把下面这篇CTF解题记录从头到尾一字不改地照抄出来。

* 网页原文 *
┄┄┄┄┄┄

扫码得到JBCUGVCGPN2VMM3YPBRTOUZYNF4UETSUPB2GM6DWKBZE6N2SIZCTGZ2MOBZG6OLBGNAVOMSLKB6Q====

b32 ->HECTF{uV3xxc7S8iyBNTxtfxvPrO7RFE3gLpro9a3AW2KP}

简单的压缩包

根据正则爆出来口令np76_

解压得到一张图片，binwalk得到一个压缩包和一个脚本，AES解密即可

from Crypto.Cipher import AES
from Crypto.Util.Padding import unpad
import binascii

def decrypt(key, iv, encrypted_data):

    cipher = AES.new(key, AES.MODE_CBC, iv)

    decrypted_data = cipher.decrypt(encrypted_data)

    return unpad(decrypted_data, 16)

input_file = "zip.zip"
output_file = "decrypt.zip"

key = b"abcdefghijklmnop"  
iv = b"qwertyuiopasdfgh"  

with open(input_file, "rb") as f:
    encrypted_content = f.read()

try:
    encrypted_content = binascii.a2b_hex(encrypted_content) 
except binascii.Error:
    pass 

decrypted_content = decrypt(key, iv, encrypted_content)

with open(output_file, "wb") as f:
    f.write(decrypted_content)

print(f"解密完成，保存到文件 {output_file}")

HECTF{c292af1-2b2ee35-6398bd4934f7626afc}

┄┄┄┄┄┄

* 给定材料 *
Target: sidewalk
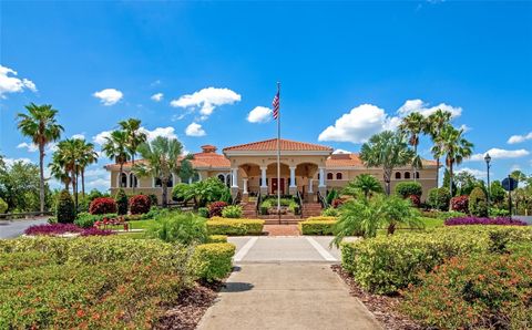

┄┄┄┄┄┄

* 题目解答 *
扫码得到JBCUGVCGPN2VMM3YPBRTOUZYNF4UETSUPB2GM6DWKBZE6N2SIZCTGZ2MOBZG6OLBGNAVOMSLKB6Q====

b32 ->HECTF{uV3xxc7S8iyBNTxtfxvPrO7RFE3gLpro9a3AW2KP}

简单的压缩包

根据正则爆出来口令np76_

解压得到一张图片，binwalk得到一个压缩包和一个脚本，AES解密即可

from Crypto.Cipher import AES
from Crypto.Util.Padding import unpad
import binascii

def decrypt(key, iv, encrypted_data):

    cipher = AES.new(key, AES.MODE_CBC, iv)

    decrypted_data = cipher.decrypt(encrypted_data)

    return unpad(decrypted_data, 16)

input_file = "zip.zip"
output_file = "decrypt.zip"

key = b"abcdefghijklmnop"  
iv = b"qwertyuiopasdfgh"  

with open(input_file, "rb") as f:
    encrypted_content = f.read()

try:
    encrypted_content = binascii.a2b_hex(encrypted_content) 
except binascii.Error:
    pass 

decrypted_content = decrypt(key, iv, encrypted_content)

with open(output_file, "wb") as f:
    f.write(decrypted_content)

print(f"解密完成，保存到文件 {output_file}")

HECTF{c292af1-2b2ee35-6398bd4934f7626afc}